### WHAT IS BEING ASKED
Copy out the article about the Houston rodeo below word for word, from its headline through its final sentence.

### PASSAGE TO READ
Those Chardonnay-Sipping Cowboys


Watch out—even the rodeo is becoming more diverse.

The Houston Livestock Show and Rodeo, the largest rodeo in America, wrapped up three hectic weeks of events last month. The schedule included traditions such as bull riding, side-by-side with a full schedule of concerts and an international wine competition.

A wine competition at the rodeo? Some purists aren’t happy. Even though the competition actually takes place in November to select the wines to be served the following spring, many rodeo fans think it’s part of a campaign to systematically dilute the rodeo experience. In a sense, they’re correct. The organizers are trying to attract the largest possible audience—hence the appearance of performers such as Kiss, Janet Jackson and Lady Gaga. In addition, there’s a Black Heritage Day and a Go Tejano Day (many people believe that the latter event was scheduled after Harris County Sheriff Adrian Garcia withdrew as one of the parade’s grand marshals in 2009, presumably in protest over the rodeo’s lack of diversity). Visitors may now sip glasses of Chardonnay in a softly-lit wine garden, or visit a massage booth or a flower-arranging show.

This year, the Professional Rodeo Cowboys Association refused to recognize the Houston event, which meant that points earned by cowboys wouldn’t count toward the national finals. In order for it to be a rodeo, according to the Association, all six of the traditional competitions had to be included. The Houston rodeo eliminated calf roping and steer wrestling from the grand finale, for fear that it would make some observers uncomfortable.

The fact is that, even in Texas, urban centers are becoming more populous as rural areas thin out. Even though the rules now mandate that cowboys stop roping if an animal seems injured, the average suburbanite isn’t likely to spend six hours watching steers being tied up. It’s a far cry from the Houston rodeo’s founding in 1931, when Gene Autry was the master of ceremonies.

Of course, the rodeo won’t become really interesting until the cowboys themselves participate in the wine competition, or until wine experts start roping steers, but we’re probably a few decades away from that.

### MATERIAL SHOWN
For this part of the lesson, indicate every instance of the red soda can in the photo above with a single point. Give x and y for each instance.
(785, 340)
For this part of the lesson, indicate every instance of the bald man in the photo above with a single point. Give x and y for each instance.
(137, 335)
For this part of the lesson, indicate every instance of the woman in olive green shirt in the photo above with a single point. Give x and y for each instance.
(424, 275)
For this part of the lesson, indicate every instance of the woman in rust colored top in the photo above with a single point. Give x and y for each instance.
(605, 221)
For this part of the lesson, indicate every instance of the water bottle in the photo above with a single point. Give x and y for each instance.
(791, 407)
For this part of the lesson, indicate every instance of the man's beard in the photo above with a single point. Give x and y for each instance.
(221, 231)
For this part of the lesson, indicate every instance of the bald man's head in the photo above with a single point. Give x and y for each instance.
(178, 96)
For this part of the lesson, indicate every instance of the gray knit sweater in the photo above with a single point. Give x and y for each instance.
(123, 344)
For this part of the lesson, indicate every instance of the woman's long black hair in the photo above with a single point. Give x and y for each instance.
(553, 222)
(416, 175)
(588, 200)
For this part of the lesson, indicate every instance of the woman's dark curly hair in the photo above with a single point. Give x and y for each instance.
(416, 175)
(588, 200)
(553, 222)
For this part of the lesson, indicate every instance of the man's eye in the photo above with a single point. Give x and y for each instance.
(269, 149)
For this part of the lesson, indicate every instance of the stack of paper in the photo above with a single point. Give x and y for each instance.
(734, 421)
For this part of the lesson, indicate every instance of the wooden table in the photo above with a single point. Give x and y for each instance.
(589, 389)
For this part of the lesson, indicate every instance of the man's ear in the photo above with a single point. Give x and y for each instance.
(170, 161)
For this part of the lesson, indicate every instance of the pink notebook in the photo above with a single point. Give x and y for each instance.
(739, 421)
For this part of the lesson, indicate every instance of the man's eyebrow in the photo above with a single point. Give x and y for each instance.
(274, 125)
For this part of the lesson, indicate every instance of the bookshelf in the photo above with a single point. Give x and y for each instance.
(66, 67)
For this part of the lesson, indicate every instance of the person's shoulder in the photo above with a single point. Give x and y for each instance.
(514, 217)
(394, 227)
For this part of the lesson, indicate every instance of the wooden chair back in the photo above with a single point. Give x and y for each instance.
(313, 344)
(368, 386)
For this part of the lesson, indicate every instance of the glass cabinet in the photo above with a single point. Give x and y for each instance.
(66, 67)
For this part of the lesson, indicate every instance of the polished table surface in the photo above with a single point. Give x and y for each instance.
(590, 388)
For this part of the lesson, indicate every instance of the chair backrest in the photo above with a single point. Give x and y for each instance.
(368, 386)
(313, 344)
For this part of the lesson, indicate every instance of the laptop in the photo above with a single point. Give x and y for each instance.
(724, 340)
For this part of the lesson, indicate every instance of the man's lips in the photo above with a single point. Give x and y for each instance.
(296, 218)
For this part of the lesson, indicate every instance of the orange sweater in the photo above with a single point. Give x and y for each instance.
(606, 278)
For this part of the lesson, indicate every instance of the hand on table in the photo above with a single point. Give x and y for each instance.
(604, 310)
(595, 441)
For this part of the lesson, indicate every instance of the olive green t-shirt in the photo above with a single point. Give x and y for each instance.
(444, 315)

### RESPONSE
Those Chardonnay-Sipping Cowboys


Watch out—even the rodeo is becoming more diverse.

The Houston Livestock Show and Rodeo, the largest rodeo in America, wrapped up three hectic weeks of events last month. The schedule included traditions such as bull riding, side-by-side with a full schedule of concerts and an international wine competition.

A wine competition at the rodeo? Some purists aren’t happy. Even though the competition actually takes place in November to select the wines to be served the following spring, many rodeo fans think it’s part of a campaign to systematically dilute the rodeo experience. In a sense, they’re correct. The organizers are trying to attract the largest possible audience—hence the appearance of performers such as Kiss, Janet Jackson and Lady Gaga. In addition, there’s a Black Heritage Day and a Go Tejano Day (many people believe that the latter event was scheduled after Harris County Sheriff Adrian Garcia withdrew as one of the parade’s grand marshals in 2009, presumably in protest over the rodeo’s lack of diversity). Visitors may now sip glasses of Chardonnay in a softly-lit wine garden, or visit a massage booth or a flower-arranging show.

This year, the Professional Rodeo Cowboys Association refused to recognize the Houston event, which meant that points earned by cowboys wouldn’t count toward the national finals. In order for it to be a rodeo, according to the Association, all six of the traditional competitions had to be included. The Houston rodeo eliminated calf roping and steer wrestling from the grand finale, for fear that it would make some observers uncomfortable.

The fact is that, even in Texas, urban centers are becoming more populous as rural areas thin out. Even though the rules now mandate that cowboys stop roping if an animal seems injured, the average suburbanite isn’t likely to spend six hours watching steers being tied up. It’s a far cry from the Houston rodeo’s founding in 1931, when Gene Autry was the master of ceremonies.

Of course, the rodeo won’t become really interesting until the cowboys themselves participate in the wine competition, or until wine experts start roping steers, but we’re probably a few decades away from that.